**COSA FARE**.
**1)** Indica quante linee delle righe riportate più avanti contengono la stringa "white", distinguendo tra maiuscole e minuscole. Rispondi soltanto con il numero.
**2)** Scrivi il seguito del testo sul rilevatore di plagio di Spotify, partendo subito dopo la sua ultima frase.

Il “rivelatore di plagio” di Spotify mira a smascherare la musica non originale

Spotify ha brevettato un metodo che utilizza l’intelligenza artificiale per individuare il plagio nella musica, in grado di rilevare un “valore di somiglianza” tra le canzoni. La tecnologia “Plagiarism Risk Detector And Interface” sarà “addestrata su una pluralità di fake sheet (una forma di notazione musicale che specifica gli elementi essenziali di una canzone popolare: la melodia, i testi e l’armonia) per confrontare i nuovi brani con quelli presenti nel database di Spotify.
L’intelligenza artificiale calcolerebbe poi quanto è simile la canzone e definirebbe quale parte della canzone potrebbe violare il copyright di un altro artista. Spotify prevede anche che il materiale archiviato potrebbe essere usato per rafforzare l’originalità di una canzone, se l’algoritmo facesse affermazioni come “il frammento melodico [di una canzone] sembra essere completamente nuovo”.
Spotify immagina che il rilevatore di rischio di plagio potrebbe annotare le canzoni “in tempo reale”, mostrando nel brano dove potrebbe essere avvenuto il plagio, annotando il fake sheet “sotto forma di plug-in” al software esistente.
La società di streaming musicale evidenzia che attualmente “il rilevamento del plagio quando è effettuato manualmente, solitamente è eseguito da esperti e avvocati”. Spotify sostiene che la tecnica è “impraticabile” e “richiede una notevole competenza e non è adatta a essere utilizzata da artisti e compositori tipici, in particolare da artisti e compositori interessati a rilevare il plagio durante il processo di composizione. Il rilevamento assistito da software per il plagio di testi, d’altra parte, consente di confrontare tra loro vaste raccolte di documenti, rendendo molto più probabile il successo del rilevamento del plagio”.
Spotify se dovesse continuare a sviluppare questa tecnologia, non è chiaro come affronterebbe i suoni che sono stati copiati e ripetuti ampiamente in canzoni di generi molto diversi: Amen Break, un campione di sei secondi di batteria dei Winston, è stato usato negli anni ’80 nell’hip hop senza royalty per i proprietari, è apparso in oltre 2.000 brani come il tema Futurama e Straight Outta Compton dei N.W.A.; non solo, anche le progressioni degli accordi sono ripetute da numerosi artisti, così come le sonorità facilmente percepibili come il “Millennial Whoop“.
Il brevetto di Spotify da alcuni è stato criticato come potenziale strumento per la società per salvaguardare se stessa più degli artisti, suggerendo che potrebbe utilizzare lo strumento come misura preventiva per bloccare il plagio in caso di una causa legale, ma che gli artisti probabilmente scoprirebbero che l’utilizzo dello stesso strumento proprietario e non testato non proteggerebbe se stessi dalle rivendicazioni di violazione del copyright.

**CONTENUTO DEL DATASET**.
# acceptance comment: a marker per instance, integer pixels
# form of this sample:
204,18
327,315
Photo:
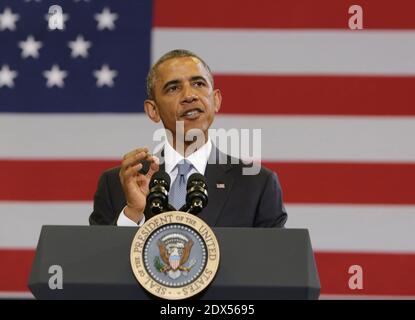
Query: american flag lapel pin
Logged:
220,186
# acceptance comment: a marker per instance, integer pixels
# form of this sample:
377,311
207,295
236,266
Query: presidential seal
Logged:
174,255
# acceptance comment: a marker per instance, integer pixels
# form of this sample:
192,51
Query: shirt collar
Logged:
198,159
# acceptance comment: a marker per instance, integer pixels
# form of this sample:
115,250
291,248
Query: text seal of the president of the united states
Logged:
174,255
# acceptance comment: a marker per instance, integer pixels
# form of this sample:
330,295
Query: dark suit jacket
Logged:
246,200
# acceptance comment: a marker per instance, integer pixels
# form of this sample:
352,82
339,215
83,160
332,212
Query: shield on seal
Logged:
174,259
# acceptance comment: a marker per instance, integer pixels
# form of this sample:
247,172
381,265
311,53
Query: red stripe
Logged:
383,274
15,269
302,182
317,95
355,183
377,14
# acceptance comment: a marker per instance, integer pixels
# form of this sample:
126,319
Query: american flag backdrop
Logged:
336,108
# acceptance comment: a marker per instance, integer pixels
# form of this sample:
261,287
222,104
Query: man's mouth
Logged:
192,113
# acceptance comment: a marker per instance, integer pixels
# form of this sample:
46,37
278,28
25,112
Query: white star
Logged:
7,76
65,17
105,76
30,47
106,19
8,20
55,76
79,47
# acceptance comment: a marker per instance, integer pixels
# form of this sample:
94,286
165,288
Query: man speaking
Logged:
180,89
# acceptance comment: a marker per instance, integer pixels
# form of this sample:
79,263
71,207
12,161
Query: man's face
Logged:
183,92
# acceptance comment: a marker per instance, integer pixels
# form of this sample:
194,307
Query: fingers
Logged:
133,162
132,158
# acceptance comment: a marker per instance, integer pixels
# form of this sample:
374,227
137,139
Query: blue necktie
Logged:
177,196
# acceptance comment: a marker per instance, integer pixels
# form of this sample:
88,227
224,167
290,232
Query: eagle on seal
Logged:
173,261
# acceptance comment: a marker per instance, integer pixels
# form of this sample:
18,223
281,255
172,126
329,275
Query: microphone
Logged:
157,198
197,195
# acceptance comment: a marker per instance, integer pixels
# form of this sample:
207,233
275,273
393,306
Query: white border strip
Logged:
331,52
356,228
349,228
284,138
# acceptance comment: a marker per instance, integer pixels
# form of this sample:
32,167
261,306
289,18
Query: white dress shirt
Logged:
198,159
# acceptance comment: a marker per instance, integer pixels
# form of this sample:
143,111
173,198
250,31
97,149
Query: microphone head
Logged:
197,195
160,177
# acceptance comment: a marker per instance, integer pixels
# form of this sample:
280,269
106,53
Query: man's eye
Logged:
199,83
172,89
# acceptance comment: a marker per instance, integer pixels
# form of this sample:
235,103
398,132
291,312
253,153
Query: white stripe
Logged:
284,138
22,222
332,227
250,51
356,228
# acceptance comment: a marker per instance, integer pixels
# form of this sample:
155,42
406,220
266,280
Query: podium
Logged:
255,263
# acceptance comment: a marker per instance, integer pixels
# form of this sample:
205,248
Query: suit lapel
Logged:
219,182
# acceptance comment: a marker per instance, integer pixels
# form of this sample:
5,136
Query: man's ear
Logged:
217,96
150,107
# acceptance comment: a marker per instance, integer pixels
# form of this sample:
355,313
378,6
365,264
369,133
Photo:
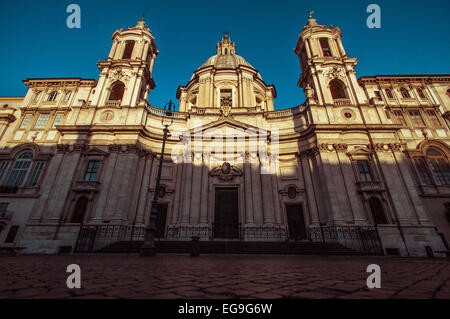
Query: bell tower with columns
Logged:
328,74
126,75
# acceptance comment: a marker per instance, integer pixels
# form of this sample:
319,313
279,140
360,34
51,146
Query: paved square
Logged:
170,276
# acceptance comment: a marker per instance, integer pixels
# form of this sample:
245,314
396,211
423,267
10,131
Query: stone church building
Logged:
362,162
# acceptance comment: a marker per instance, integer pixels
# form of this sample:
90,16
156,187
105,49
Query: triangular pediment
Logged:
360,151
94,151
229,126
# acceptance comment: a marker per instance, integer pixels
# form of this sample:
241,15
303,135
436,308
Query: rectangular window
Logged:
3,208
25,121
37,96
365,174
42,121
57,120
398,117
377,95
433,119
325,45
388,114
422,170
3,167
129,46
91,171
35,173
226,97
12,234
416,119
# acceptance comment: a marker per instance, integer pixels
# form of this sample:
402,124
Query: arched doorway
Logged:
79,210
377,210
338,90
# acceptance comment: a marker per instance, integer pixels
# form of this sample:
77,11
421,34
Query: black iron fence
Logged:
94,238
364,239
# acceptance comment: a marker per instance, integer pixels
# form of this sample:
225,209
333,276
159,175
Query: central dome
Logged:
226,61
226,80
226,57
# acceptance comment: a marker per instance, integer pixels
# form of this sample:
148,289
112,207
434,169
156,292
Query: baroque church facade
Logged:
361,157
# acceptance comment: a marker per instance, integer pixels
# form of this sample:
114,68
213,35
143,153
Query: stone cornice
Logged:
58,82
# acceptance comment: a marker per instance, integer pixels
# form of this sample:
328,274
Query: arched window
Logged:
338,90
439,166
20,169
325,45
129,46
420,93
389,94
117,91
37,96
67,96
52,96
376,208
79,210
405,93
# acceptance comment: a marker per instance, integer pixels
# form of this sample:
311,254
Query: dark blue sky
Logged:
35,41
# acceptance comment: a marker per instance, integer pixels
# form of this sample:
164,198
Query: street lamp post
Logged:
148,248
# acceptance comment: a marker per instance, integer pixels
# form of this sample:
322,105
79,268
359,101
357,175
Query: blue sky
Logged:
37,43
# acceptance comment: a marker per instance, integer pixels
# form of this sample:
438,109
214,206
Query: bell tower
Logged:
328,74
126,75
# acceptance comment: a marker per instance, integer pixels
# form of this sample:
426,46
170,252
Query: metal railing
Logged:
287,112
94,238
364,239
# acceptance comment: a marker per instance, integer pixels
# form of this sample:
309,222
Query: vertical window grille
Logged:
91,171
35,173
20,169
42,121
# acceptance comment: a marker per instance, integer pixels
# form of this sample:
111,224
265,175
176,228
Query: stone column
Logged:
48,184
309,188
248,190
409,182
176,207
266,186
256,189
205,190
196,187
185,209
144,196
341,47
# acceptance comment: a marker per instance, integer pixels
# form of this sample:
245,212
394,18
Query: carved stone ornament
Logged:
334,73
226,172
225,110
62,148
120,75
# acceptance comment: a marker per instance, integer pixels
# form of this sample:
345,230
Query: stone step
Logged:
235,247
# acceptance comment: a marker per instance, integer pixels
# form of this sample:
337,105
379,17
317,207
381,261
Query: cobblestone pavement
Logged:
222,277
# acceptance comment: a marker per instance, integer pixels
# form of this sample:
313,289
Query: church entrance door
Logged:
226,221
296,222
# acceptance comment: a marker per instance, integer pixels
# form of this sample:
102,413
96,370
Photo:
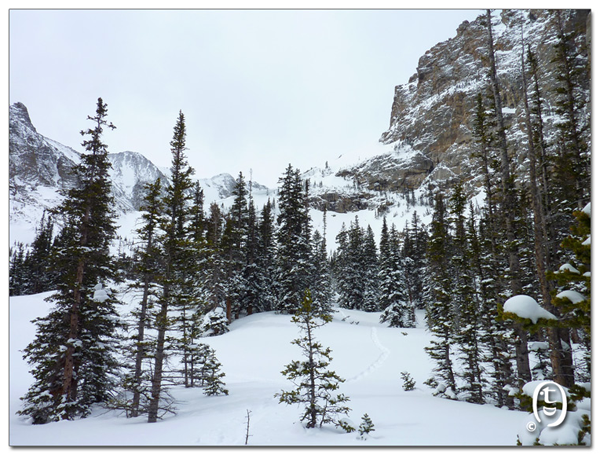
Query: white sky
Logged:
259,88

**RISULTATI**.
**1)** 5

**2)**
George Howard, professore di business musicale al Berklee College e co-fondatore del Music Audience Exchange e di Tunecore, ha detto:
«Non credo che in nessun scenario si possa dire che il movente di Spotify sia quello di aiutare gli artisti. La musica e i podcast sono il loro prodotto, se questo è il loro lavoro, diventa uno strumento per proteggersi da eventuali controversie o per generare più opere per le quali non devono pagare i diritti d’autore. Io stesso come artista e musicista, li trovo entrambi offensivi».
Spotify ha detto che non tutti i brevetti diventano parte del suo prodotto, ma non ha voluto dire se sono stati implementati o no. L’uso dell’intelligenza artificiale per individuare il plagio nelle canzoni potrebbe sfociare in una corsa agli armamenti tecnologici, dato che l’intelligenza artificiale è utilizzata anche per creare canzoni. Servizi come IBM Watson Beat, NSynth Super di Google Magenta, Jukedeck – e persino il Creator Technology Research Lab di Spotify – si stanno già sviluppando per aiutare gli artisti a creare musica.
Teoricamente, si teme che l’intelligenza artificiale possa ridurre l’individualità della musica, usando algoritmi per “stipare dei semplici e semplicistici brani musicali nelle nostre cavità uditive da qui alla fine dei tempi”.
Tuttavia, gli artisti hanno fatto un passo indietro su questa idea, non perché non esista, ma perché già accade. Claire Evans del gruppo elettropop statunitense Yacht, che utilizza il machine learning sulla loro musica, riferendosi al famigerato produttore dietro una partitura di una ventina di singoli popolari, ha detto: «Quell’algoritmo esiste, si chiama Dr. Luke».
Ora resta vedere come funzionerà il brevetto di Spotify, anche YouTube ha un rivelatore algoritmico dei diritti d’autore per i video caricati sulla sua piattaforma, ha ripetutamente dimostrato di essere difettoso: nel 2018, un video di 10 ore di rumore bianco ha dato luogo a cinque violazioni del diritto d’autore contro di esso; nel 2012 un utente di YouTube ha dovuto sostenere il diritto d’autore sul canto degli uccelli che è stato catturato sullo sfondo di uno dei loro video.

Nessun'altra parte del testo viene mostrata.